[Start of Attachment]
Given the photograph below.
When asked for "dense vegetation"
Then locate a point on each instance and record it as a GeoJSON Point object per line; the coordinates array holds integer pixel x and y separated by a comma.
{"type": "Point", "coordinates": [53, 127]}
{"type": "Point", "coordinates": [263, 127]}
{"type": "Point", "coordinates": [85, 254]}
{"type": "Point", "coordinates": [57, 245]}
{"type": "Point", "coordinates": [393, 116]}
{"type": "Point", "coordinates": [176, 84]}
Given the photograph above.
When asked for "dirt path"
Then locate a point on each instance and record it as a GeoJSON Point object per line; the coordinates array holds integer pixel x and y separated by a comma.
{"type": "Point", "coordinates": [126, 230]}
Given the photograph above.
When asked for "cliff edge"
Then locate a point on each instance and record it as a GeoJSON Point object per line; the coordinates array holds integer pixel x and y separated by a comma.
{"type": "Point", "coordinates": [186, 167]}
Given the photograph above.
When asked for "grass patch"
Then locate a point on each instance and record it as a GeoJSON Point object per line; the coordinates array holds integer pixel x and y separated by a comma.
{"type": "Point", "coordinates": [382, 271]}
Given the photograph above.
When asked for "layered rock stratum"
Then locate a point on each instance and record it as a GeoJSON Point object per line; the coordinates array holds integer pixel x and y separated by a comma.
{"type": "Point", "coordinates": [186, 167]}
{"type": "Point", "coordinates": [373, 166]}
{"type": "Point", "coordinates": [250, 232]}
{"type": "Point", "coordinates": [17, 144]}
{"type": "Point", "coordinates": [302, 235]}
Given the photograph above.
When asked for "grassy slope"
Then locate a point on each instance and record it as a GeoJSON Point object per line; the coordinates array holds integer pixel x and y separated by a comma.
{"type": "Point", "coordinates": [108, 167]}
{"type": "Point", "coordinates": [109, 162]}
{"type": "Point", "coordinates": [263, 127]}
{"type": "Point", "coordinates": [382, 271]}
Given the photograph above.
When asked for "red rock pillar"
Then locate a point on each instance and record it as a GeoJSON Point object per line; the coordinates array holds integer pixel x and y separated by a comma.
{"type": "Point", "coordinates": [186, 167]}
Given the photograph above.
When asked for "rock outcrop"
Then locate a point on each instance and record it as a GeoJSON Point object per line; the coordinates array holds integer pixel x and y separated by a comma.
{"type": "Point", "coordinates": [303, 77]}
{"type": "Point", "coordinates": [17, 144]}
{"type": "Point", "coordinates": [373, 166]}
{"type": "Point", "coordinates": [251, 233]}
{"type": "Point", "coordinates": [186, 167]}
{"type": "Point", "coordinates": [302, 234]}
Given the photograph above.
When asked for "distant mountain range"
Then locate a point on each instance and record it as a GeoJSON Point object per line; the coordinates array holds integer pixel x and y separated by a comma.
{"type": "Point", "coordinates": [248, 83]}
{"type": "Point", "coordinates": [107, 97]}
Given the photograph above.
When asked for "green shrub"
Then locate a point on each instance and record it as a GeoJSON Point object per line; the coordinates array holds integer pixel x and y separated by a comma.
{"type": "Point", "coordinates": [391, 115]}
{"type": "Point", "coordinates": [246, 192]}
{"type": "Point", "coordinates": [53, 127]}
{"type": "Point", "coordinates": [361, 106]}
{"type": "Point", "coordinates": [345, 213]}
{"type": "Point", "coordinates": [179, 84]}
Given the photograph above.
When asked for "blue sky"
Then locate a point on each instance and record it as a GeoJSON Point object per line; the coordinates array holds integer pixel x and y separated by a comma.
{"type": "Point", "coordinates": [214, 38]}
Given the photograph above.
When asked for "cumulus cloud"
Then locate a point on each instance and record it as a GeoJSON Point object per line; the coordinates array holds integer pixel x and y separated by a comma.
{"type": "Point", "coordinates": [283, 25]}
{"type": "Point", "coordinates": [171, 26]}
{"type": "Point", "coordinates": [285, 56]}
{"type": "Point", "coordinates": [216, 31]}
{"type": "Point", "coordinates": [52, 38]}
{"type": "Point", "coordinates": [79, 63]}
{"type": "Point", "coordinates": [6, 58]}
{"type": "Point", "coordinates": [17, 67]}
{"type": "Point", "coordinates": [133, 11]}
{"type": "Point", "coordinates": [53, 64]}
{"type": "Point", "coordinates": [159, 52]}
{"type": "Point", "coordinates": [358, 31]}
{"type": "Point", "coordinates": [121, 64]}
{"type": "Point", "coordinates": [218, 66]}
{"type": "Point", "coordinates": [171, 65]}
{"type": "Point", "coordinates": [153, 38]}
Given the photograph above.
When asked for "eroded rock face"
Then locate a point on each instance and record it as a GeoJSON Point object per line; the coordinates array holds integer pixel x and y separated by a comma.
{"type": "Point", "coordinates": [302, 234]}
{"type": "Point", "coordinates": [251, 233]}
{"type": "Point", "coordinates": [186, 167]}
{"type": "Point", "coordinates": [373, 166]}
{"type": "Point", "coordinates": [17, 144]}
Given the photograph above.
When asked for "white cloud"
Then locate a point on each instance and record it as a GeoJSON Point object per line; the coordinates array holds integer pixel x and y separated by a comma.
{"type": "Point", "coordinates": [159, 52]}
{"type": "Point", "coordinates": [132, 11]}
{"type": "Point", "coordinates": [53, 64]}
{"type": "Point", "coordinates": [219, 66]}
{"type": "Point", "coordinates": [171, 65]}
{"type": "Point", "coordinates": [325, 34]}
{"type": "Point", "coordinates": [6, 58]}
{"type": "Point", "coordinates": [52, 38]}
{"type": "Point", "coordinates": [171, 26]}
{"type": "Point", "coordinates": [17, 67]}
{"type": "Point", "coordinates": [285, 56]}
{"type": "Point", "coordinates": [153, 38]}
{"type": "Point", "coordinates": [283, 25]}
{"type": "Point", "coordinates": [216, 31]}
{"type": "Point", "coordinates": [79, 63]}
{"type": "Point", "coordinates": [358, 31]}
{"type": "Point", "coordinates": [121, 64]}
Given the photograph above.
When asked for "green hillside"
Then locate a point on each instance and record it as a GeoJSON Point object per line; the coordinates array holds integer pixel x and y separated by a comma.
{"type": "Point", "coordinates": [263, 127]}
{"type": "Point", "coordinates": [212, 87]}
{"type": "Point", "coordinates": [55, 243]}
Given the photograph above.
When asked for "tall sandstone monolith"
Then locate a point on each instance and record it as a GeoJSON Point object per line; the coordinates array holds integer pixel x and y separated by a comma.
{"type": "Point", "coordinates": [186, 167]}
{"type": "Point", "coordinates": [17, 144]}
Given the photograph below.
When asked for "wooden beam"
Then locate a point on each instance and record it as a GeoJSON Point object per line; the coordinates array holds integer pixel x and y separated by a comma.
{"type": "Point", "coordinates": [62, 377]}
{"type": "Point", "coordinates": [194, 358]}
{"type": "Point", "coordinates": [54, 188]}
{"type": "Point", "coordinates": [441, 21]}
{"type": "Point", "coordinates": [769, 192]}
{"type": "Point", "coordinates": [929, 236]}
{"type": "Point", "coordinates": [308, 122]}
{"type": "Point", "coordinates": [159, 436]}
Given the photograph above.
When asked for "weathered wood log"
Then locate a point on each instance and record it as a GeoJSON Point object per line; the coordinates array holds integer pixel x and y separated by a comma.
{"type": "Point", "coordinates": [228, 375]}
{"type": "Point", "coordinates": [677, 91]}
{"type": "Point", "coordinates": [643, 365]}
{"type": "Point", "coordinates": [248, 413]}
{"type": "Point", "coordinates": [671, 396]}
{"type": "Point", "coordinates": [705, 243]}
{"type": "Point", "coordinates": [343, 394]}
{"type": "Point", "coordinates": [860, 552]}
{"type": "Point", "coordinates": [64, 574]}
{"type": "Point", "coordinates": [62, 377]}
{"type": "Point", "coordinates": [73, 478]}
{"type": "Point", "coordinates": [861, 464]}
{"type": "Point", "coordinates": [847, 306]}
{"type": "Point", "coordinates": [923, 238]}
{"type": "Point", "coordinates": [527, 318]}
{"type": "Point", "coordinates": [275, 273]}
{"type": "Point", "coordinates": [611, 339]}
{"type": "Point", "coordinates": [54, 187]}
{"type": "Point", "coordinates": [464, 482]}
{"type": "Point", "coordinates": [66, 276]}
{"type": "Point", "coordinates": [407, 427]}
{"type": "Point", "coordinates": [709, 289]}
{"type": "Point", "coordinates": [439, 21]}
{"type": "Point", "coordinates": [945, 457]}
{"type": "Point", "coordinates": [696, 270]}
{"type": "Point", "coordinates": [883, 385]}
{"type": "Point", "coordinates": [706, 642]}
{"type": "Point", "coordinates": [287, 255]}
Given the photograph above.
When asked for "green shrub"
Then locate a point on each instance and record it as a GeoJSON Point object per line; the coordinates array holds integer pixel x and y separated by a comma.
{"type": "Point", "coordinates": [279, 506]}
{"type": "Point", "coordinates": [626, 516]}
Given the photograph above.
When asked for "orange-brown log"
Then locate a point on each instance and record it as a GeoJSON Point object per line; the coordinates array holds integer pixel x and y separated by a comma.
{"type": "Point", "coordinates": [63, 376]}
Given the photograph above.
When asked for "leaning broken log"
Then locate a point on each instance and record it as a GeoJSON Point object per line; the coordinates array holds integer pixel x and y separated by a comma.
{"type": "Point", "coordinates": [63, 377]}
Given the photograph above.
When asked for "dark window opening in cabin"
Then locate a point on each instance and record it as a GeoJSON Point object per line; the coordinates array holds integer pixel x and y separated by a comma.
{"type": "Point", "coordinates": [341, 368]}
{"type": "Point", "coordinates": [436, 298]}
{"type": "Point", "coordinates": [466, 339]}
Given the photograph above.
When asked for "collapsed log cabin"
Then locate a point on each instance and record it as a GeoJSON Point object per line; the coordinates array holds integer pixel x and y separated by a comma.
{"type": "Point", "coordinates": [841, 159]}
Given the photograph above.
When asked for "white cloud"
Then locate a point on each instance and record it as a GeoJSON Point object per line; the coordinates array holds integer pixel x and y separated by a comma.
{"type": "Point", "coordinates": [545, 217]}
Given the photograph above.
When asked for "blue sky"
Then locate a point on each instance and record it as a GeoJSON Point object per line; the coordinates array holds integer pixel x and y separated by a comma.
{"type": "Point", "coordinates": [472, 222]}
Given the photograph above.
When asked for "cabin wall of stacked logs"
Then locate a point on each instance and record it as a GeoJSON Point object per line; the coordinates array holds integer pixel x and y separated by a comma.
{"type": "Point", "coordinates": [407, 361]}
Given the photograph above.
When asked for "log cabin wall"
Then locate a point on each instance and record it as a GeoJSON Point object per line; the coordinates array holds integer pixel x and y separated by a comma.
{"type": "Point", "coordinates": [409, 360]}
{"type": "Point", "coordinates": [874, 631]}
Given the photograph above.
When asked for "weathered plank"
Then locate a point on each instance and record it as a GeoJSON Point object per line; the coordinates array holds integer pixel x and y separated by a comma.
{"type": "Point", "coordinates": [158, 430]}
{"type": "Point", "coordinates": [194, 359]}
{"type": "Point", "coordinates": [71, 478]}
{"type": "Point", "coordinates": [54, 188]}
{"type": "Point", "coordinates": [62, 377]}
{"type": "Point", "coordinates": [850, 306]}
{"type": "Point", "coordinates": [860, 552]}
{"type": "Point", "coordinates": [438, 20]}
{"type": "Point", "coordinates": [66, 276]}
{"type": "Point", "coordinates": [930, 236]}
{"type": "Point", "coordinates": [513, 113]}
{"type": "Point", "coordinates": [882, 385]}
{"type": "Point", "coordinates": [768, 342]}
[End of Attachment]
◆ **Problem statement**:
For the word "rock", show every line of the entries that holds it.

◆ **Reply**:
When asked for "layered rock stratum"
When asked for "red rock pillar"
When asked for "rock outcrop"
When asked for "eroded rock face"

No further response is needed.